--- Excerpt provided Enclosed Below ---
The study of Bouvard et al. indicates that FMZ-PET studies may reveal variable findings in patients with medial temporal lobe epilepsy. The test–retest variation in the FMZ-PET occurred in all three patients with medial temporal lobe epilepsy without MRI-identified hippocampal atrophy. The duration of the interictal period before the FMZ-PET study correlated with the decrease in BZD binding, suggesting that a potential mechanism for this alteration may be partial-seizure activity. In patients with a normal MRI, the FMZ-PET study should be performed in proximity to a clinical seizure to reveal a localized imaging alteration reflecting a BZD-receptor–binding abnormality. The functional neuroimaging may lateralize reliably the epileptic temporal lobe in these patients.
In approximately one third of potential candidates with intractable epilepsy, the preoperative MRI study does not reveal a pathologic substrate underlying the epileptogenic zone (3,5,6). In patients with a normal MRI, the FMZ-PET may indicate the site of seizure onset and alter the surgical management of the individual's seizure disorder. The potential applications of these studies in patients with nonlocalizing, scalp-recorded ictal EEG findings and no obvious pathologic substrate include the placement of intracranial EEG electrodes and tailoring of the focal cortical resection. Excision of the principal FMZ-PET abnormality may correlate with a seizure-free outcome. Patients with multilobar FMZ-PET abnormalities may represent unfavorable operative candidates, either because of widely distributed multifocal epileptogenic zones or of possible secondary epileptogenesis. The study of Bouvard et al. indicates that abnormalities of BZD-receptor binding may reflect “short-term plasticity” and are intimately associated with seizure activity. Potentially, a transient decrease in BZD receptors may have occurred after seizures.
--- End of Enclosed Excerpt provided ---
— Task statement —
Answer these about the passage on FMZ-PET in epilepsy:
(a) In how many patients with medial temporal lobe epilepsy without MRI-identified hippocampal atrophy did the test–retest variation occur?
(b) What did the duration of the interictal period before the FMZ-PET study correlate with?
(c) In roughly what share of potential candidates with intractable epilepsy does the preoperative MRI study not reveal a pathologic substrate?
--- Stored data Enclosed Below ---
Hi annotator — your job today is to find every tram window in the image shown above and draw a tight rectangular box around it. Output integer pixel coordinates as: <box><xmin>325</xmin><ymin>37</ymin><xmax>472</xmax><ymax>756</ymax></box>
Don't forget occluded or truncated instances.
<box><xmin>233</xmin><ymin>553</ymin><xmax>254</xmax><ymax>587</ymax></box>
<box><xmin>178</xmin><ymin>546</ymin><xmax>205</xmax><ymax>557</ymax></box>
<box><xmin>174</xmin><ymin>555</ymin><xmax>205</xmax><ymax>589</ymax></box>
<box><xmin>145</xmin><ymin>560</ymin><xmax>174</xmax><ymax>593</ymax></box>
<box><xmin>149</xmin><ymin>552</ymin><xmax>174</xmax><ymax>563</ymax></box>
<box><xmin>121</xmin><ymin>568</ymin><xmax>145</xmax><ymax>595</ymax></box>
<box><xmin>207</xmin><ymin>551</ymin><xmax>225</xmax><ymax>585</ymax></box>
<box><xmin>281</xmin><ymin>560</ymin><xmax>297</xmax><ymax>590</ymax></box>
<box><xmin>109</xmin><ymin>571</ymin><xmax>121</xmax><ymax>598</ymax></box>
--- End of Enclosed Stored data ---
— Answer for this exercise —
(a) All three patients.
(b) The decrease in BZD binding.
(c) Approximately one third.